27602\. (a) A person shall not drive a motor vehicle if a television receiver,
a video monitor, or a television or video screen, or any other similar means
of visually displaying a television broadcast or video signal that produces
entertainment or business applications, is operating and is located in the
motor vehicle at a point forward of the back of the driver’s seat, or is
operating and the monitor, screen, or display is visible to the driver while
driving the motor vehicle.

(b) Subdivision (a) does not apply to the following equipment when installed
in a vehicle:

(1) A vehicle information display. (2) A global positioning display. (3) A
mapping display. (4) A visual display used to enhance or supplement the
driver's view forward, behind, or to the sides of a motor vehicle for the
purpose of maneuvering the vehicle.

(5) A television receiver, video monitor, television or video screen, or any
other similar means of visually displaying a television broadcast or video
signal, if that equipment satisfies one of the following requirements:

(A) The equipment has an interlock device that, when the motor vehicle is
driven, disables the equipment for all uses except as a visual display as
described in paragraphs (1) to (4), inclusive.
---+---
SET TASK = Copy the driving rule on video screens from "27602\. (a) A" through "the motor vehicle.", and swap "television receiver" for "television set".

DATASET CONTENT =
---+---
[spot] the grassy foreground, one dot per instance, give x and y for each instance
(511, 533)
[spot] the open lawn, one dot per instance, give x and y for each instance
---+---
WORKED SOLUTION =
27602\. (a) A person shall not drive a motor vehicle if a television set,
a video monitor, or a television or video screen, or any other similar means
of visually displaying a television broadcast or video signal that produces
entertainment or business applications, is operating and is located in the
motor vehicle at a point forward of the back of the driver’s seat, or is
operating and the monitor, screen, or display is visible to the driver while
driving the motor vehicle.